* STUDY TEXT

..............................

"We need to hear more men's voices" in the discussion about violence against women, says former justice minister Nora Owen.
It’s rare, she points out, to hear men saying “I’m talking to my men friends and we’re going to have a conversation about this”. She say we need to hear men “calling out” inappropriate behaviour.
In the wake of the murder of Ashling Murphy, organisations representing taxi drivers, sports or social clubs dominated by men and the principals of boys' schools all have a part to play to make society safer, she says. "We also need to be sure that if women do become victims of assault, that every asset of the State is made available to their care."
The former Fine Gael TD is one of three women in their 70s who spoke to The Irish Times about how the phenomenon of violence against women has evolved over the decades.
In the 1970s and 1980s, “it was mainly domestic violence cases that would have been very rife,” says Owen.
“The laws are much better now and there’s much more awareness” but the one thing that hasn’t changed is that “human nature can be evil”.
However, low-level harassment was always a part of life for women. During her years in politics, “there would be language used and comments made, certain times when somebody said something you wished you they hadn’t said.”
Dr Chantelle McNamara was more aware than most women of her generation of the impact of gender-based violence.
The now-retired GP dispensed contraception before it was legal from her surgery in Waterford city, sometimes to victims of sexual assault. She remembers one distressed woman came looking for emergency contraception after she had been raped by two colleagues on a work trip.
“She was gay, and they came up to her room and raped her ‘to tell her what it was like’. Women who were assaulted couldn’t get contraception unless they came to people like me.”
An underground network of women looking out for each other directed those in need to her for “coils, sending women to England, the morning after pill, everything you could imagine. I was happy to do it.”
As a young registrar working in the Rotunda Hospital in Dublin, Dr McNamara assaulted by a medical student. “I was put up against a wall, and a student put his arms around me and wanted me to walk down the stairs and past the porters and go back to his apartment.” She raised her voice and another colleague heard her and intervened.
Women’s lives have improved immeasurably since, she believes. “There is an awful lot less judgement” towards women generally, and “women are very vocal” in saying they have had enough.
However, “there are lots of women who don’t have a voice. It is the privileged few who are saying stop.”
She would like to see confidence-building “and teaching women to be aware of our surroundings” in schools, while boys need to be taught to respect women and to intervene.

..............................

* RECORD EXCERPTS
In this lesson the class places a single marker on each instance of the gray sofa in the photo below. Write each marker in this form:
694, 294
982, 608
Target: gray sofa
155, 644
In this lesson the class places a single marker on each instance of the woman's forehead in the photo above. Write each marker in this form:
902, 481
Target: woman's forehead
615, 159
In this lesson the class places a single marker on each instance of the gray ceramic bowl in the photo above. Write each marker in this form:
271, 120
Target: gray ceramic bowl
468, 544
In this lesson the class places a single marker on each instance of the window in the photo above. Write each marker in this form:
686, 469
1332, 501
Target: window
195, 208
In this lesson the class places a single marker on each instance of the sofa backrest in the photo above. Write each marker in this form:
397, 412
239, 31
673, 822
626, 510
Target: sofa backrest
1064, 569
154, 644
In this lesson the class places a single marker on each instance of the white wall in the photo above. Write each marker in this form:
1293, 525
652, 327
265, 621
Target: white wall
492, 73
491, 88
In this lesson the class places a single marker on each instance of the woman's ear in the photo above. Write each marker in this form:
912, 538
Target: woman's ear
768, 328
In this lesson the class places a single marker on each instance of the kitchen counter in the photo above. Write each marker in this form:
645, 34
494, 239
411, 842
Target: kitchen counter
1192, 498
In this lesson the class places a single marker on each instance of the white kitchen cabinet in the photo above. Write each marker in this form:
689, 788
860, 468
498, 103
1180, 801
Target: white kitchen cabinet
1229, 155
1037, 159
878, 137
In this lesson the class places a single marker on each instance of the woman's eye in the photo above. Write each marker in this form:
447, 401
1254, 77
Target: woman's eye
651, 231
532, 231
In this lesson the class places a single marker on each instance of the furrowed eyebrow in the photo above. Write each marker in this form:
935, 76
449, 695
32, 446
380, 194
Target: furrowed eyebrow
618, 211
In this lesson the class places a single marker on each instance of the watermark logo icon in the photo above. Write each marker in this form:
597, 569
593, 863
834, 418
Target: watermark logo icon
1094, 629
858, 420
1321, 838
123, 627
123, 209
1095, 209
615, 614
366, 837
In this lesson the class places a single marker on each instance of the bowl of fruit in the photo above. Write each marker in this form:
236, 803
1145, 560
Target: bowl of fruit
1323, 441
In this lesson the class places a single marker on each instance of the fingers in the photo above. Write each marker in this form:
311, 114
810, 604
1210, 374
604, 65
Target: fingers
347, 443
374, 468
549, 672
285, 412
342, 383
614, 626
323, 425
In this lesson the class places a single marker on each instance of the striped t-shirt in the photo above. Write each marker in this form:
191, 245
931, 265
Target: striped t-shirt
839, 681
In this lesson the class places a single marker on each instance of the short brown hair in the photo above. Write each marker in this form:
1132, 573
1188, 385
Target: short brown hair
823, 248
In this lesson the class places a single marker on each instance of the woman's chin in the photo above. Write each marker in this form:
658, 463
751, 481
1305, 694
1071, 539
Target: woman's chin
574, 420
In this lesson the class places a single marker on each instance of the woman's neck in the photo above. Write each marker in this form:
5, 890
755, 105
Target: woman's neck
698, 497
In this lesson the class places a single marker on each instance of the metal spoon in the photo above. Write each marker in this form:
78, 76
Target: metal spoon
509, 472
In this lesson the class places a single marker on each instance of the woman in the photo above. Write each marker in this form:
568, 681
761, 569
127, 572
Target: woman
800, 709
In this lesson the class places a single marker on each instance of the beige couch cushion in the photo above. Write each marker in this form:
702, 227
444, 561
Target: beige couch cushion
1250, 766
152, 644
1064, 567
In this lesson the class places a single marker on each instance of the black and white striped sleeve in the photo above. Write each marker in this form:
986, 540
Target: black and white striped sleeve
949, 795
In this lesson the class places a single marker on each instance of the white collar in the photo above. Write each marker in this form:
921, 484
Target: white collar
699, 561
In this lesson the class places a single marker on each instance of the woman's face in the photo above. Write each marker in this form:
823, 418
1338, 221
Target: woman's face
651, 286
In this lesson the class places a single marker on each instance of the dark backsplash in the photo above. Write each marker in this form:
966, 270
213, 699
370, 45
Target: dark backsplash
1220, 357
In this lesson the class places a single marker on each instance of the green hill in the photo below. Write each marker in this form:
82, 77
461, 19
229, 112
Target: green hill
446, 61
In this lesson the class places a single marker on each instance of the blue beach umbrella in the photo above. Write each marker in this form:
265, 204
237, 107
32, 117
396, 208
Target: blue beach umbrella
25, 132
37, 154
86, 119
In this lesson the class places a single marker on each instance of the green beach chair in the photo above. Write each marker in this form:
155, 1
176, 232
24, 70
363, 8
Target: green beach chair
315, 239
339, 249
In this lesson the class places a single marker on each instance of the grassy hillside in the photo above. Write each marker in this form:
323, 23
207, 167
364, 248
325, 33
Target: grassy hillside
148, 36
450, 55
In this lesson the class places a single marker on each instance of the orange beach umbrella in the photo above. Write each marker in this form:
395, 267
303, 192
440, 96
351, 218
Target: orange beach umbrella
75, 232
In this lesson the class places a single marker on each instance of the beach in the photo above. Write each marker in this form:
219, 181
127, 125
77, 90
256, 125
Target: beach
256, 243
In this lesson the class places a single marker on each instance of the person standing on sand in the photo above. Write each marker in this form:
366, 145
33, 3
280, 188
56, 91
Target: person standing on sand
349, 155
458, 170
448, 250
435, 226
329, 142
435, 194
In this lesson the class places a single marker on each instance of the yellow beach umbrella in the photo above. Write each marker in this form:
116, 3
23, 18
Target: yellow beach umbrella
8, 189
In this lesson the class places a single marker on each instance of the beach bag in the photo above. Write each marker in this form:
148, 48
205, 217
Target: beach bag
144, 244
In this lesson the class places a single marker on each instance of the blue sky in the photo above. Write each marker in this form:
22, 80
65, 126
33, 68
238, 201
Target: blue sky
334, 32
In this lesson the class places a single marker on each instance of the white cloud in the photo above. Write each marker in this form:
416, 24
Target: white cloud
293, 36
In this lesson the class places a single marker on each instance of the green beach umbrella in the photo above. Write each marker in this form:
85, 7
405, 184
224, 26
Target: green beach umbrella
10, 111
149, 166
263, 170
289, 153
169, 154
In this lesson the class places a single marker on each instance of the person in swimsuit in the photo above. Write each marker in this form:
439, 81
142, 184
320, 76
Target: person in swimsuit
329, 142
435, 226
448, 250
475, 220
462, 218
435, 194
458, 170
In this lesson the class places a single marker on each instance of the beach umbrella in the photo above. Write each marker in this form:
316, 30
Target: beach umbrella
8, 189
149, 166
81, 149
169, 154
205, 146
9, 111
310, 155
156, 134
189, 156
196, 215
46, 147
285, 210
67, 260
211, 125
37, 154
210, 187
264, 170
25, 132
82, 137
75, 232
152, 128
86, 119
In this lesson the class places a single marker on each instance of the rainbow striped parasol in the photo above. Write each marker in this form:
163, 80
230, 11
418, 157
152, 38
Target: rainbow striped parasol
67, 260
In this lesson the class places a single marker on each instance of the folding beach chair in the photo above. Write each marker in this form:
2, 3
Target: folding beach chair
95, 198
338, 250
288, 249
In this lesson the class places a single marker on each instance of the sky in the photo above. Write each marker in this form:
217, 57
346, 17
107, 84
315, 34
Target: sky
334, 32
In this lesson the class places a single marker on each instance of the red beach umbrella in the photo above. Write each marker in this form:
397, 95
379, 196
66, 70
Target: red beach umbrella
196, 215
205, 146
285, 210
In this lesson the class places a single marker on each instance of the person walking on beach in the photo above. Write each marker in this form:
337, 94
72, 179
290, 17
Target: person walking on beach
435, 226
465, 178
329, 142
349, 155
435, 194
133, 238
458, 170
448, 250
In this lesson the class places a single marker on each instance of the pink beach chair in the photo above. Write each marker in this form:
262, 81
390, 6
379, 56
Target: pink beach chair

..............................

* ABOUT THIS TASK
Translate this sentence from the article on violence against women into Spanish: "Dr Chantelle McNamara was more aware than most women of her generation of the impact of gender-based violence."

* RESPONSE TO THE TASK
La Dra. Chantelle McNamara era más consciente que la mayoría de las mujeres de su generación del impacto de la violencia de género.